---- Selected extract

Does Steve Grime have the right stuff to revive Mitchell Patterson, John
Tylee asks
Campaign’s request for a chat about his new job has made Steve Grime as
jumpy as a kitten. The day before the agreed rendezvous he rings to ask
what the lines of inquiry might be and repeats them slowly to himself as
he scribbles.
You suspect that he is starting to rehearse his answers even before the
receiver goes down and that he will greet the following dawn wide awake
and fine-tuning what he will say.
For the meeting, he arms himself with a couple of pages of notes, which
he consults to ensure nothing of importance is missed, while attempting
to keep his famous and endearing stammer in check.
Grime has been on tenter-hooks since word broke of his departure for
Mitchell Patterson Aldred Mitchell (Campaign, last week). But it’s not
really ego or arrogance that drives him to be word perfect.
It’s more a desire that his decision should not be seen to reflect badly
on his current employer, Leagas Shafron Davis, particularly with the
agency facing a possible repitch to retain and extend its pounds 15
million Sun Alliance business after the insurance company’s merger with
Royal Insurance.

--------
---- Supplied information

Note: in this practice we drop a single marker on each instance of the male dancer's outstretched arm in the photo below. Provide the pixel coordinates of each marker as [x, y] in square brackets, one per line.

--------

Written task A: In one to three sentences, explain why, according to the article on Steve Grime, he is so intent on being word perfect about his new job.
Written task B: Write the next part of the article on Steve Grime's move to Mitchell Patterson, starting after its final sentence.
None of the lines are needed here.

Task result A: It is not really ego or arrogance. He wants to make sure his decision to leave is not seen to reflect badly on his current employer, Leagas Shafron Davis. This matters especially because the agency may face a repitch to retain and extend its £15 million Sun Alliance business after the insurer's merger with Royal Insurance.

Task result B:
Doing the honourable thing has always been important to him. And, in a
business where bitchiness can often flow like a flood tide, it’s hard to
find anybody with a bad word to say about Grime. Instead, there is only
praise for his decency and straight-batting causing Ron Leagas, his
current boss, to dub him ‘the Geoff Boycott of advertising’.
As a result, Grime rides into his new role as Mitchell Patterson’s joint
creative director on a wave of goodwill. Trevor Beattie, TBWA’s creative
director, bestows the ultimate blokish accolade on his friend. ‘Steve,’
he declares, ‘is a top geezer.’
Others believe he is also a courageous and maybe even a reckless geezer.
Not so much because Grime has chosen to quit the agency where he built
his reputation, but that he should have picked the 109th-ranking
Mitchell Patterson to start over again.
Formed six years ago by Neil Patterson, the former Young and Rubicam
creative director, and three ex-Publicis senior managers, the agency has
never commanded the profile of contemporaries like Duckworth Finn Grubb
Waters or Banks Hoggins O’Shea.
Winning too many accounts that never lived up to their promise has put
the agency in a classic Catch-22 situation. To produce high-profile
work, it needs some big-spending brands. But it can’t win them because
it has no strong creative legacy. It will be Grime’s task to break the
vicious circle, a prospect he relishes. ‘Within a year, I expect the
agency to double in size and produce award-winning work,’ he declares.
Such a confident assertion would have been unthinkable when Grime toiled
competently but anonymously in the creative departments at WCRS and
Abbott Mead Vickers BBDO. Since then, his career has blossomed under
Leagas’s tutelage and on the back of startling work for Sun Alliance and
unpromising briefs such as Inland Revenue self-assessment.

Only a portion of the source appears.